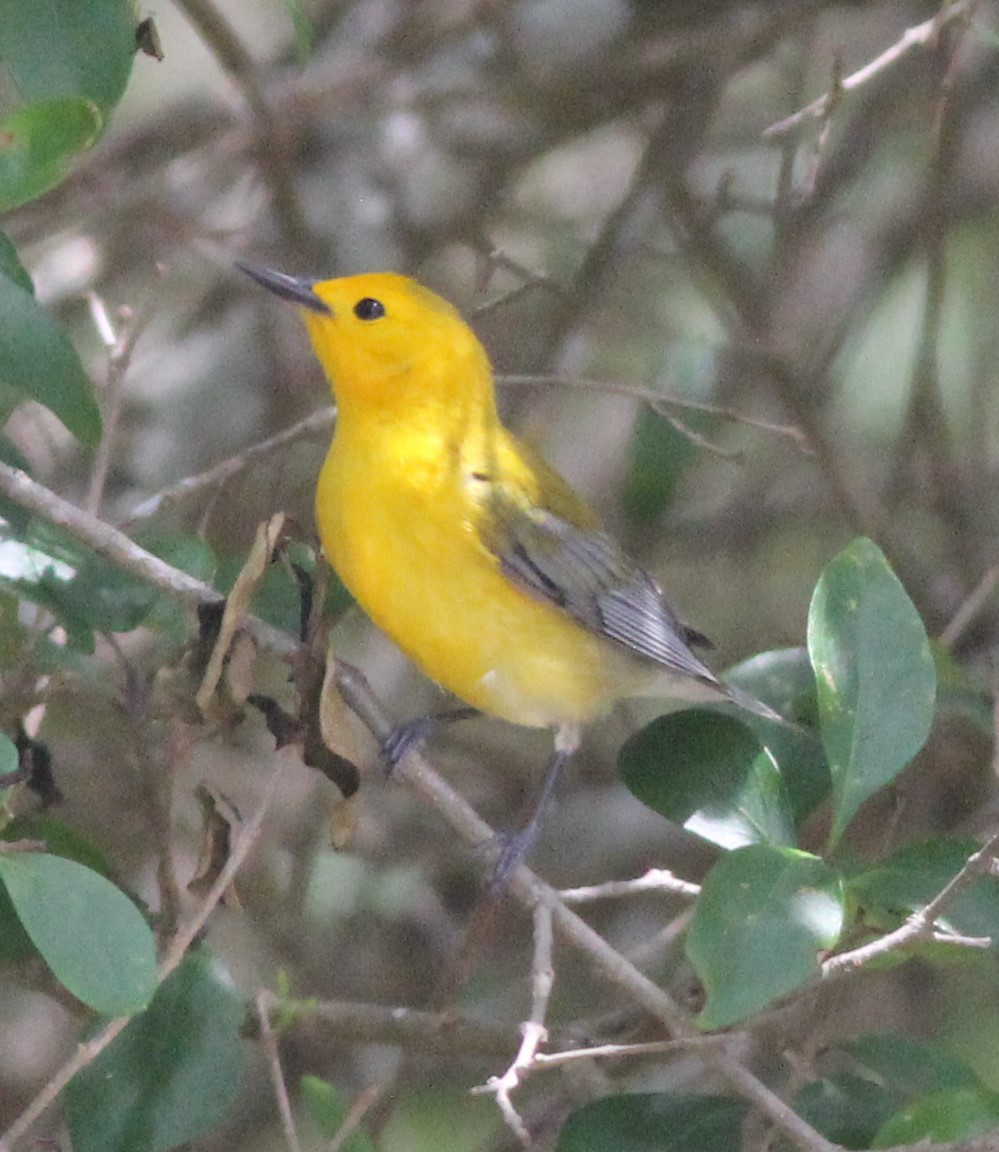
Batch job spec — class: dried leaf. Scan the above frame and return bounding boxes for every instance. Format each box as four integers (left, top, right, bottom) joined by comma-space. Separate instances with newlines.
196, 513, 285, 717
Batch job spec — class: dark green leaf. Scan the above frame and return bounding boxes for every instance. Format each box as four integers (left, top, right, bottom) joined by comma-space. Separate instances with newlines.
301, 1075, 377, 1152
0, 97, 103, 212
842, 1033, 981, 1098
849, 837, 999, 948
0, 435, 34, 531
622, 404, 701, 523
3, 815, 113, 877
0, 268, 101, 443
807, 537, 936, 846
795, 1074, 898, 1150
0, 852, 155, 1014
0, 232, 34, 293
0, 0, 135, 114
872, 1087, 999, 1147
686, 845, 845, 1028
620, 711, 795, 848
557, 1093, 746, 1152
724, 648, 830, 821
0, 729, 17, 780
66, 950, 245, 1152
53, 551, 161, 634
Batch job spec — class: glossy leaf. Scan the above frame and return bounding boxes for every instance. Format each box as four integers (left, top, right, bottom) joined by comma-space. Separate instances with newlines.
849, 837, 999, 948
0, 852, 155, 1015
0, 0, 135, 113
620, 711, 795, 848
66, 950, 245, 1152
557, 1093, 746, 1152
872, 1087, 999, 1147
686, 845, 845, 1029
807, 537, 936, 846
724, 648, 830, 820
0, 269, 101, 443
0, 97, 103, 212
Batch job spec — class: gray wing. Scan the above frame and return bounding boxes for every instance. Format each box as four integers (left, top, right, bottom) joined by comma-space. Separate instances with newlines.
483, 497, 719, 687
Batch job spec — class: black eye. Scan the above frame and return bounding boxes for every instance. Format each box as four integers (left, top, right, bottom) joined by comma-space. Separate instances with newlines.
353, 297, 385, 321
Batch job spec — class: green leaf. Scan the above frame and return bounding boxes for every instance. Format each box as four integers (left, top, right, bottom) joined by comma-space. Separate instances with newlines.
0, 231, 34, 293
842, 1033, 981, 1097
686, 845, 845, 1028
622, 405, 702, 523
807, 537, 936, 847
0, 852, 155, 1014
557, 1093, 746, 1152
51, 552, 159, 634
66, 950, 245, 1152
3, 815, 114, 877
872, 1087, 999, 1147
301, 1076, 377, 1152
0, 728, 18, 780
0, 0, 135, 114
0, 269, 102, 443
0, 97, 103, 212
620, 712, 795, 848
795, 1074, 898, 1150
849, 837, 999, 948
724, 648, 830, 821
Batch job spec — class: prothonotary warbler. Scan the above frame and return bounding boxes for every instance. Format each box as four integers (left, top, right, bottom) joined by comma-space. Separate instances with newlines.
238, 263, 788, 879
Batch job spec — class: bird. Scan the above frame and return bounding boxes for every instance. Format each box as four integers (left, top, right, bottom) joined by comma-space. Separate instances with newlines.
238, 262, 789, 881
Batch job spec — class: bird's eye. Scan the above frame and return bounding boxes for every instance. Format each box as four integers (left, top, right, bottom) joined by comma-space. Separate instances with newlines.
353, 297, 385, 321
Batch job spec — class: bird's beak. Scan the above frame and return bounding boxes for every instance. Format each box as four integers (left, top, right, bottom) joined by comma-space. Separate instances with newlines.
236, 262, 332, 315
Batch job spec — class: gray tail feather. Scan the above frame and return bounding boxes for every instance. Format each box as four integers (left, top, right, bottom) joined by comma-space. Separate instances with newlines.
721, 681, 803, 732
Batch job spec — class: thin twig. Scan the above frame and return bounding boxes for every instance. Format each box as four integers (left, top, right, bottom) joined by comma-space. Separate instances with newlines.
257, 990, 303, 1152
476, 901, 555, 1144
119, 407, 335, 527
172, 0, 315, 260
325, 1085, 381, 1152
763, 0, 976, 138
822, 830, 999, 976
0, 752, 290, 1152
254, 992, 517, 1057
559, 869, 701, 904
498, 375, 810, 452
527, 1032, 743, 1072
939, 562, 999, 648
85, 285, 158, 517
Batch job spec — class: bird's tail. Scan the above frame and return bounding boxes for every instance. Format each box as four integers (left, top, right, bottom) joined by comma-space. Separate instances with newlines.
721, 681, 803, 732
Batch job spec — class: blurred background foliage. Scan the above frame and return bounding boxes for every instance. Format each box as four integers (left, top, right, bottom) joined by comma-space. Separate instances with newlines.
1, 0, 999, 1149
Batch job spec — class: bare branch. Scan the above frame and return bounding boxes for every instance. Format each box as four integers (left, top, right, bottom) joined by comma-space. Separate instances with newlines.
763, 0, 978, 138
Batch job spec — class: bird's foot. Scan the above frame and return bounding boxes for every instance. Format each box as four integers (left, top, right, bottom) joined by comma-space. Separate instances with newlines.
486, 823, 542, 893
379, 706, 481, 774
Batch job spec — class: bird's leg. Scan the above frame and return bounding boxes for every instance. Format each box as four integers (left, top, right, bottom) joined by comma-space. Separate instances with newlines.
490, 724, 580, 890
380, 705, 481, 771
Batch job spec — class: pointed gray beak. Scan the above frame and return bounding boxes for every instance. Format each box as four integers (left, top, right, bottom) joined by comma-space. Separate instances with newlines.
236, 262, 331, 315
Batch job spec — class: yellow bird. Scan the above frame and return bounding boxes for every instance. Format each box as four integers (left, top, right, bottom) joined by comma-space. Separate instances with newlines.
239, 264, 786, 875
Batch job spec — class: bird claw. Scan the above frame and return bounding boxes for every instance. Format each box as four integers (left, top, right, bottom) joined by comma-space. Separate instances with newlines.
482, 824, 541, 893
379, 716, 438, 773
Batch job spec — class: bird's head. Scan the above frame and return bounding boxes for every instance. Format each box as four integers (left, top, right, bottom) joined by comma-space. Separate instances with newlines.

####

Work task: Could the material above be given again exactly, pictures excluded?

Task answer:
Batch job spec — class: dried leaf. Scan the above frame and return bounding boxes for every instance. Format each box as four integers (left, top, right, bottom) joined by comma-space. Separate instances with newlines.
196, 513, 285, 717
Batch job spec — class: dark green leaf. Scan the above frame and return bounding boxes for every instance. Format each box as four integers (left, top, right, bottom) joined by comma-space. Separate instances with newlines.
301, 1075, 377, 1152
0, 97, 103, 212
842, 1033, 981, 1098
849, 837, 999, 948
0, 435, 34, 531
622, 404, 701, 523
3, 815, 113, 877
0, 268, 101, 443
807, 537, 936, 846
795, 1074, 898, 1150
0, 852, 155, 1014
0, 232, 34, 293
0, 0, 135, 114
872, 1087, 999, 1147
686, 845, 845, 1028
620, 711, 795, 848
557, 1093, 746, 1152
724, 648, 830, 821
0, 729, 17, 780
66, 950, 245, 1152
53, 551, 161, 634
Batch job spec — class: glossy leaf. Scan the above frame and return bounding boxes for every instance. Format each box as four integers (left, top, right, bottom) joined by comma-space. Separate instances with newlines.
849, 837, 999, 948
0, 852, 155, 1015
0, 0, 135, 113
620, 711, 795, 848
66, 950, 245, 1152
557, 1093, 746, 1152
872, 1087, 999, 1147
686, 845, 845, 1029
807, 537, 936, 846
724, 648, 830, 820
0, 269, 101, 443
0, 97, 103, 212
Batch job spec — class: gray wing. Scan the above frame and return bounding boxes for every instance. Format each box as four integers (left, top, right, bottom) joined by comma-space. Separate instances with newlines.
483, 497, 719, 687
Batch job spec — class: black eye. Scan the above frame and return bounding boxes for every instance. Format each box as four integers (left, top, right, bottom) joined by comma-space. Separate instances with newlines.
353, 297, 385, 321
Batch job spec — class: green leaf. Scan the above frame and return bounding boxes for every instance. Format each box as four integers (left, top, right, bottom) joined by comma-space. Separate instances with newlines.
0, 231, 34, 293
842, 1033, 981, 1097
686, 845, 845, 1028
622, 405, 702, 523
807, 537, 936, 847
0, 852, 155, 1014
557, 1093, 746, 1152
51, 552, 159, 634
66, 950, 245, 1152
3, 815, 114, 877
872, 1087, 999, 1147
301, 1076, 377, 1152
0, 728, 18, 780
0, 0, 135, 114
0, 269, 102, 443
0, 97, 103, 212
620, 712, 795, 848
795, 1074, 898, 1150
849, 837, 999, 948
724, 648, 830, 821
Batch job spec — class: prothonotary warbler. Scan the above frame and return bounding boxes for every instance. Format each box as four integers (left, top, right, bottom) joined by comma-space. Separate instances with newlines.
238, 263, 788, 879
Batch job spec — class: bird. Scan the above frame and return bounding boxes for every instance. Format each box as four integers (left, top, right, bottom) joined by comma-space. Separate instances with newlines.
238, 262, 789, 881
Batch job spec — class: bird's eye. Scan the above frame and return bounding boxes for every instance. Format each box as four integers (left, top, right, bottom) joined by comma-space. Separate instances with newlines.
353, 297, 385, 321
Batch job spec — class: bird's beak. Scan the above frame and return bounding boxes for every instance. Format each box as four integers (left, top, right, bottom) joined by comma-space. Separate instances with newlines.
236, 262, 332, 315
Batch job spec — class: gray tail feather. Scan the above frame and return bounding boxes for every instance. Format each box as four integers (left, top, right, bottom) joined by comma-space. Separate instances with newlines.
721, 681, 803, 732
Batch job spec — class: thin twig. Scan the above frame and return bounding boxes for every instance. Format each box as four integers (left, top, right, bottom) joined by comma-space. Separate instances with newlines.
257, 990, 303, 1152
476, 901, 555, 1144
119, 407, 335, 527
172, 0, 315, 260
325, 1085, 381, 1152
763, 0, 976, 138
822, 830, 999, 976
0, 752, 290, 1152
254, 992, 517, 1057
559, 869, 701, 904
498, 375, 810, 452
527, 1032, 743, 1072
939, 562, 999, 648
85, 285, 158, 517
Batch job spec — class: bird's tail. Scan the above frame and return bounding boxes for every instance. Format each box as four integers (left, top, right, bottom) joined by comma-space. Separate instances with newlines.
721, 681, 803, 732
Batch job spec — class: blurred background foliage. Scan the above frame and return bounding boxes for every instance. Format each box as four integers (left, top, right, bottom) joined by comma-space. Separate instances with newlines.
1, 0, 999, 1149
Batch job spec — class: bare branch. Scan the above frame and return bounding boxes for every instance. Format each box as four integers (left, top, right, bottom) joined by comma-space. Separate instances with newlines.
763, 0, 978, 138
Batch job spec — class: bird's foot. Scan the above frame and return bounding boxes for every instance. Format each box as four integers (left, top, right, bottom) joined by comma-space. Separate instances with newlines.
486, 823, 542, 893
379, 706, 481, 774
Batch job spec — class: bird's leg. Scan the above frame and return bounding boxes for every instance. Format each box as four integers (left, top, right, bottom) joined by comma-space. Separate instances with newlines.
490, 724, 580, 890
380, 705, 481, 771
Batch job spec — class: pointed gray beak. Scan the above frame and return bounding boxes for every instance. Format each box as four integers (left, top, right, bottom) joined by comma-space. Separate instances with newlines.
236, 262, 331, 315
Batch job spec — class: yellow bird. Scan the above frame and return bounding boxes for every instance. Format each box as four integers (left, top, right, bottom) joined by comma-space. Separate instances with newlines.
239, 264, 786, 875
Batch job spec — class: bird claw. Scan the above frame and return bounding boxes for every instance. Format each box as four integers (left, top, right, bottom) joined by comma-space. Separate instances with newlines.
482, 824, 541, 893
379, 716, 438, 773
Batch job spec — class: bird's head. Scan the above frame and return bounding boxes for every instance. Format each box as four integers (left, top, right, bottom) joined by comma-space. Separate instances with newlines.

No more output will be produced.